• Excerpt provided:
################

At the time of the film’s release (certificate 16), the majority of its viewers (80%) were teenagers (Riehl-Heyse 1982/83: 79). A few years later, one such young viewer, Dagmar, explained in an interview what had impressed her most about the film at the time

Diese Wahnsinnsmusik von David Bowie. Die hat in mir so eine unbestimmte Sehnsucht ausgelöst. Und dann die Bilder vom nächtlichen Berlin.Wie die Kids da rumgeflipp sind wie Stadtindianer … So ein Gefühl von schrankenloser Freiheit … So wie diese Christiane F. wollte ich auch leben. Nachts in die Disco gehen, total gut drauf sein, niemandem Rechenschaft schuldig sein …

This awesome music by David Bowie. That triggered off some kind of vague longing inside me. And then the images of Berlin by night. How the kids ran wild like city raiders … Such a feeling of boundless freedom … I wanted to live like that Christiane, too. Going to the disco at night, feeling on top of the world, having to answer to no one … (Spiegel 1988: 103).

################

• Dataset:
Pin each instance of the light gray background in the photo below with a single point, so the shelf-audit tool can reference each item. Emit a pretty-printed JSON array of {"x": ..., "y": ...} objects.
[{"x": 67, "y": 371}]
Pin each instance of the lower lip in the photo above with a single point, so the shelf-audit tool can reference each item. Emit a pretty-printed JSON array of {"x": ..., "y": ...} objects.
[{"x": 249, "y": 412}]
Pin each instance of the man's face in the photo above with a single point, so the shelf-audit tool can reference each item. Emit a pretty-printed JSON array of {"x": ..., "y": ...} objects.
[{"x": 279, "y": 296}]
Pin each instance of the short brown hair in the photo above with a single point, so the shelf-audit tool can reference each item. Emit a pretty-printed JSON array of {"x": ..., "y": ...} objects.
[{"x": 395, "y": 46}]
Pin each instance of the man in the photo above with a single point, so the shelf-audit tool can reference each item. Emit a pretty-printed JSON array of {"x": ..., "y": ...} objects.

################

• Task to carry out: Reproduce the passage about the film's teenage viewers above word for word, beginning at the words "This awesome music" and stopping after "(Spiegel 1988: 103).".

• Solution to the exercise:
This awesome music by David Bowie. That triggered off some kind of vague longing inside me. And then the images of Berlin by night. How the kids ran wild like city raiders … Such a feeling of boundless freedom … I wanted to live like that Christiane, too. Going to the disco at night, feeling on top of the world, having to answer to no one … (Spiegel 1988: 103).